▶ **Data for processing**:
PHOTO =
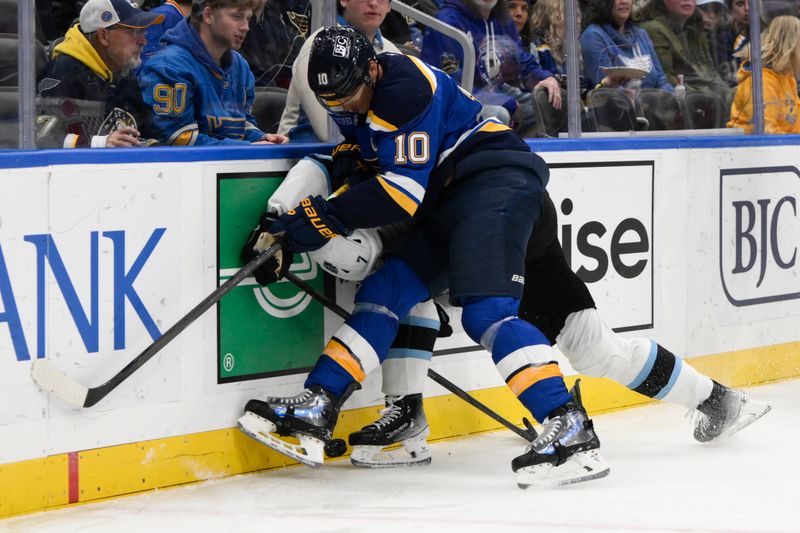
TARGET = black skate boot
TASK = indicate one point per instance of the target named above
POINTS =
(566, 451)
(725, 412)
(310, 417)
(403, 421)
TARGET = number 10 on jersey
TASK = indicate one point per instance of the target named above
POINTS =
(414, 147)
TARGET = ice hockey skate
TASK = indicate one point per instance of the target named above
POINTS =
(725, 412)
(566, 451)
(309, 417)
(402, 421)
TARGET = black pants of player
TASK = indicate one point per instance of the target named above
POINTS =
(552, 290)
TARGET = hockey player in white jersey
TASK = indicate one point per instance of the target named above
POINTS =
(460, 180)
(571, 320)
(404, 370)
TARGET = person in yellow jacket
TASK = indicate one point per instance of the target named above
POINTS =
(780, 55)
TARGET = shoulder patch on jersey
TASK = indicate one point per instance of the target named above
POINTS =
(406, 91)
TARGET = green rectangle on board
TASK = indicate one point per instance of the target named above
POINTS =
(263, 331)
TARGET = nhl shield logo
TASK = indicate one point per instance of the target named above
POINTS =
(341, 48)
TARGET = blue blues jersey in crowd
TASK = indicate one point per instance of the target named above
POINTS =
(420, 123)
(172, 16)
(194, 100)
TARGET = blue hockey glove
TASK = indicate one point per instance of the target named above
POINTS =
(259, 240)
(307, 227)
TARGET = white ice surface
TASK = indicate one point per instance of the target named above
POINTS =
(661, 480)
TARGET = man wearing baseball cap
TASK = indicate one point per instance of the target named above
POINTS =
(92, 64)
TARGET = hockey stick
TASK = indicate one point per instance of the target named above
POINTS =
(52, 379)
(528, 434)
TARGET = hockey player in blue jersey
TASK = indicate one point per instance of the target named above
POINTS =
(474, 191)
(173, 11)
(198, 86)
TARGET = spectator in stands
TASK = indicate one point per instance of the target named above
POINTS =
(173, 11)
(278, 30)
(303, 111)
(676, 29)
(519, 10)
(780, 56)
(611, 39)
(200, 89)
(720, 38)
(547, 37)
(91, 64)
(739, 11)
(504, 72)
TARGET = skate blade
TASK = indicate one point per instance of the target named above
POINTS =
(583, 466)
(751, 411)
(309, 451)
(377, 457)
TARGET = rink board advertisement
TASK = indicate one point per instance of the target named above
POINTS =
(696, 249)
(263, 331)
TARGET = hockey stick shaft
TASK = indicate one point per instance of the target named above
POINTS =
(55, 381)
(435, 376)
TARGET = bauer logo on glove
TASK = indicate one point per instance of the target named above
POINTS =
(259, 240)
(308, 226)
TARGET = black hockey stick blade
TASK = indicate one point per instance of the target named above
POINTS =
(48, 376)
(527, 434)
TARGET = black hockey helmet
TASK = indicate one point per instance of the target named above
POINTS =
(338, 64)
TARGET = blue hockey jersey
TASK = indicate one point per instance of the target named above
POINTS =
(194, 100)
(172, 16)
(420, 122)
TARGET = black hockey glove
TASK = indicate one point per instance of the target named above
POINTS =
(348, 166)
(308, 226)
(275, 268)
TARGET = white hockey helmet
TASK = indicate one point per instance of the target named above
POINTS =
(352, 258)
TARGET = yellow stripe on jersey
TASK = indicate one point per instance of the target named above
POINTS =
(425, 72)
(493, 126)
(400, 198)
(381, 124)
(339, 353)
(186, 138)
(532, 375)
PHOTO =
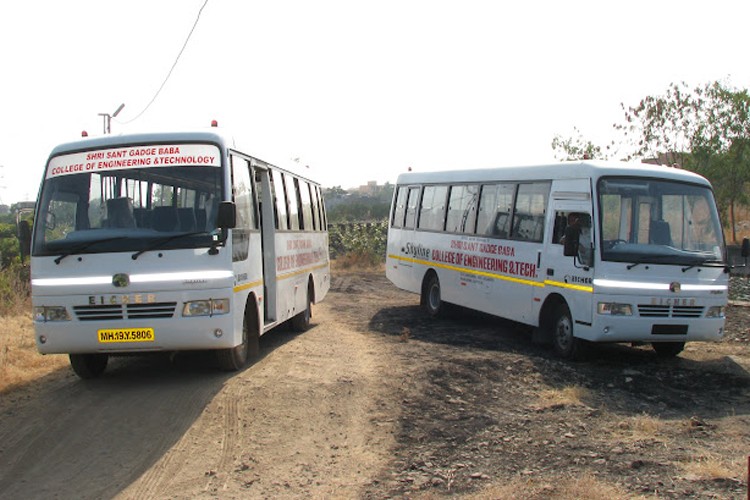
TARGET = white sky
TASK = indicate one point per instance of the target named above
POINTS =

▶ **Stated goal**: Rewrite every line of the records above as a numbered list, skipping blank lines and leaving out the pictures.

▶ **Solution to this task**:
1. PHOTO =
2. TARGET = black skate boot
3. TASK = indicate one point per instance of the target named above
4. POINTS =
5. (566, 451)
6. (725, 412)
7. (310, 417)
8. (403, 421)
9. TARGET = number 10 on jersey
10. TASK = indicate one point per instance of the target named above
11. POINTS =
12. (414, 147)
13. TARGET = ice hockey skate
14. TASK = indicate one point per instance of the target named above
15. POINTS =
16. (725, 412)
17. (566, 451)
18. (309, 417)
19. (402, 421)
20. TARGET = black pants of player
21. TASK = indicate one point per instance of the target named above
22. POINTS =
23. (552, 290)
24. TARGET = hockey player in white jersey
25. TASK = indicate one point per instance of the target named above
26. POINTS =
27. (460, 180)
28. (571, 320)
29. (404, 370)
30. TARGET = person in yellow jacket
31. TASK = indicate one point per instance of the target named above
32. POINTS =
33. (780, 55)
34. TARGET = shoulder patch on jersey
35. TASK = indicate one point per instance of the target named above
36. POINTS =
37. (406, 91)
38. TARGET = green rectangle on board
39. TASK = indicate one point per instance of the target named above
40. POINTS =
41. (263, 331)
42. TARGET = nhl shield logo
43. TASK = indicate one point per instance of the target named above
44. POINTS =
45. (341, 48)
46. TARGET = blue blues jersey in crowd
47. TASK = indicate one point per instance of the target named above
48. POINTS =
49. (420, 123)
50. (172, 16)
51. (194, 100)
52. TARGET = blue hockey glove
53. TASK = indicate one point per instance of the target named above
54. POINTS =
55. (259, 240)
56. (307, 227)
57. TARGET = white ice surface
58. TASK = indicate one point per instance of the target named above
59. POINTS =
60. (661, 480)
61. TARGET = man wearing baseball cap
62. TASK = indicate one point per instance of the target named above
63. POINTS =
64. (92, 64)
65. TARGET = hockey stick
66. TASK = indicate one point per instance of the target named above
67. POINTS =
68. (52, 379)
69. (528, 434)
70. TARGET = hockey player in blue jersey
71. TASK = indicate one point per instance of the target named above
72. POINTS =
73. (474, 191)
74. (173, 11)
75. (198, 86)
76. TARGET = spectator in stands
77. TASK = indicate one point per instance of the target named above
78. POINTS =
79. (173, 11)
80. (278, 30)
81. (303, 111)
82. (676, 29)
83. (519, 10)
84. (780, 56)
85. (611, 39)
86. (200, 89)
87. (720, 38)
88. (547, 37)
89. (91, 64)
90. (739, 11)
91. (504, 72)
92. TARGET = skate blade
93. TASK = indicate one point per instance of the target named above
94. POINTS =
95. (583, 466)
96. (751, 411)
97. (309, 451)
98. (377, 457)
99. TARGET = rink board advertisement
100. TASK = indicate one point per instance of the target named above
101. POINTS =
102. (696, 249)
103. (263, 331)
104. TARGET = hockey stick shaft
105. TASK = indicate one point per instance of the target named above
106. POINTS =
107. (55, 381)
108. (435, 376)
109. TARGET = bauer logo on glove
110. TASK = indicate one point per instance of the target named above
111. POINTS =
112. (259, 240)
113. (308, 226)
114. TARGET = black hockey stick blade
115. TASK = indicate one point per instance of the target named above
116. POINTS =
117. (48, 376)
118. (527, 434)
119. TARGET = black hockey helmet
120. TASK = indicate one point per instance of the target named above
121. POINTS =
122. (338, 64)
123. TARGET = blue hockey jersey
124. TASK = indicate one point per instance of the target named above
125. POINTS =
126. (194, 100)
127. (172, 16)
128. (420, 122)
129. TARGET = black hockey glove
130. TASK = indicate one point per instance of the target named above
131. POINTS =
132. (348, 166)
133. (308, 226)
134. (275, 268)
135. TARGET = white hockey helmet
136. TASK = indicate one point per instance of the target named above
137. POINTS =
138. (352, 258)
139. TARGET = yellow stripe on jersey
140. TASK = indicate one point per instance of the target named above
141. POINTS =
142. (425, 72)
143. (493, 126)
144. (400, 198)
145. (381, 124)
146. (339, 353)
147. (186, 138)
148. (532, 375)
149. PHOTO =
150. TARGET = white sky
151. TASK = indicate one point per instance of the target named above
152. POINTS =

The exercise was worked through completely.